WHAT THE TASK REQUIRES: Pull out every line of the rows below that contains the string "integer", treating uppercase and lowercase as different.

RECORD EXCERPTS:
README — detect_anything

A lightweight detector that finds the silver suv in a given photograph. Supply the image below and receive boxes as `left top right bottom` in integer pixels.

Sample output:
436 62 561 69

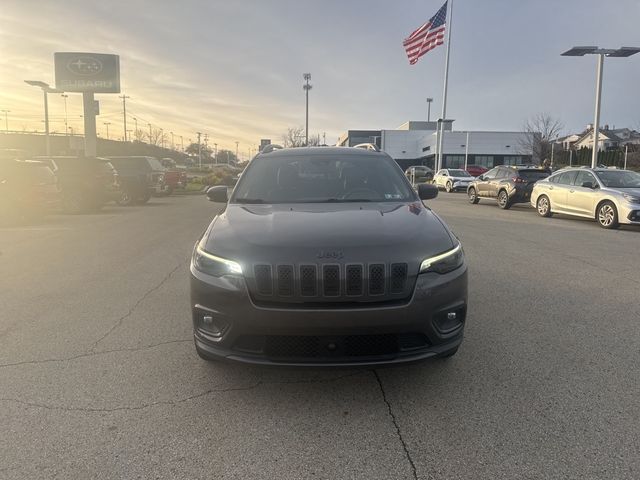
531 167 640 228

COMPLETE RESPONSE:
A lightweight detector that finds the silver suv in a given photograph. Supply the image below and receive boxes as `left top right bottom` in integer pixels.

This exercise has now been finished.